REQUEST:
Please rewrite every line of the listing below, replacing each occurrence of "wine glass" with "stemmed glass" and keeping everything else the same.

A block of data
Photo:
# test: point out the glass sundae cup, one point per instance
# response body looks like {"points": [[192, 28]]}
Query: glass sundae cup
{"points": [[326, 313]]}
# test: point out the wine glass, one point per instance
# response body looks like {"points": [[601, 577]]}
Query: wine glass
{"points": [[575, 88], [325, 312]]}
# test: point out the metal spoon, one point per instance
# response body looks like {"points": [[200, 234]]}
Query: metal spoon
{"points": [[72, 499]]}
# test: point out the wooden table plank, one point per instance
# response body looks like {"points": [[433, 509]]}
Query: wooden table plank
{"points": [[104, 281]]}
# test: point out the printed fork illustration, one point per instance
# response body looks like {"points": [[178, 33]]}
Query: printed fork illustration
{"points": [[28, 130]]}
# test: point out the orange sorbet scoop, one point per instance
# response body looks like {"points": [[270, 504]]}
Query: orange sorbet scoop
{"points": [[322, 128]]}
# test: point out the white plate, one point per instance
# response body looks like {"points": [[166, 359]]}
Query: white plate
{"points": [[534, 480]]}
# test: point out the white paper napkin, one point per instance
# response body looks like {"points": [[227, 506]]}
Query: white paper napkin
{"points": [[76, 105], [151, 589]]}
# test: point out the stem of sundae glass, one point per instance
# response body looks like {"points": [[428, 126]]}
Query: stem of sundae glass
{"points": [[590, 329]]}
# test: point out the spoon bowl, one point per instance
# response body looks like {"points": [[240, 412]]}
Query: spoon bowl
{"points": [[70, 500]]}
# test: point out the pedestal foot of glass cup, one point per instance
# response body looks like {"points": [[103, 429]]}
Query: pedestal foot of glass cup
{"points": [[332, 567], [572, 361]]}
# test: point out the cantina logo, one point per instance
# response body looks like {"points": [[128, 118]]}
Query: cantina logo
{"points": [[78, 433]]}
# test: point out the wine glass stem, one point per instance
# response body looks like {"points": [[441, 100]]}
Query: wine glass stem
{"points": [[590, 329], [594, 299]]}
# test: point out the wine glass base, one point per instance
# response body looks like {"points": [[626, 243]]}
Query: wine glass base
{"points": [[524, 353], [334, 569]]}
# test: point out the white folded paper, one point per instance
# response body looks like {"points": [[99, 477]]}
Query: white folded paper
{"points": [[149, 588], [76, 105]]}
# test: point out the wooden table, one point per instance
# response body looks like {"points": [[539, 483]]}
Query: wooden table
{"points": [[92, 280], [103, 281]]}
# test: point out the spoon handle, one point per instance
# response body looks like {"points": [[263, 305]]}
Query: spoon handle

REPLY TO THE EXERCISE:
Photo:
# test: point out the glass sundae cup, one point per instance
# response body looks like {"points": [[192, 28]]}
Query: glass sundae cup
{"points": [[326, 313]]}
# test: point out the stemmed glass, one point per instance
# response body looks like {"points": [[601, 577]]}
Query: stemmed glass
{"points": [[575, 88], [325, 312]]}
# test: point out the metal spoon, one point per instance
# response body looks like {"points": [[200, 234]]}
Query: metal spoon
{"points": [[72, 499]]}
# test: point out the wooden table plank, one point per instance
# response body looks like {"points": [[433, 509]]}
Query: wooden table plank
{"points": [[104, 281]]}
# test: point out the printed fork illustration, one point per instance
# response body looks like {"points": [[178, 33]]}
Query: printed fork illustration
{"points": [[28, 130]]}
# test: point out the orange sorbet scoop, one point per instance
# response body looks like {"points": [[270, 504]]}
Query: orange sorbet scoop
{"points": [[322, 128]]}
# test: point out the white plate, one point per instance
# response body looks like {"points": [[166, 359]]}
Query: white plate
{"points": [[534, 480]]}
# test: point out the white paper napkin, one point per instance
# response body looks like {"points": [[227, 506]]}
Query: white paper napkin
{"points": [[76, 105], [151, 589]]}
# test: point out the stem of sundae glass, one point per instance
# response body looks like {"points": [[428, 126]]}
Query: stem of sundae glass
{"points": [[590, 329]]}
# test: point out the spoon bowl, one point per instance
# response body looks like {"points": [[240, 412]]}
Query: spoon bowl
{"points": [[70, 500]]}
# test: point out the pedestal foot of glass cup, one point per instance
# response body looks like {"points": [[103, 429]]}
Query: pedestal foot of glass cup
{"points": [[332, 567], [572, 361]]}
# test: point out the cantina logo, one point per instance
# response body looks like {"points": [[128, 118]]}
Query: cantina logo
{"points": [[78, 433]]}
# test: point out the stemmed glass stem, one point per instance
# response body looks like {"points": [[441, 100]]}
Query: stemmed glass stem
{"points": [[590, 329], [594, 299]]}
# test: point out the stemmed glass base, one point per instance
# response body looks like {"points": [[626, 243]]}
Query: stemmed glass base
{"points": [[524, 353], [334, 569]]}
# test: point out the white folded paper, one point per instance
# response body looks like {"points": [[99, 477]]}
Query: white folded paper
{"points": [[149, 588], [76, 105]]}
# test: point out the wooden table, one point per instance
# response body looks like {"points": [[539, 483]]}
Query: wooden table
{"points": [[92, 280], [103, 281]]}
# test: point out the spoon handle, one point per instance
# response body looks like {"points": [[263, 305]]}
Query: spoon handle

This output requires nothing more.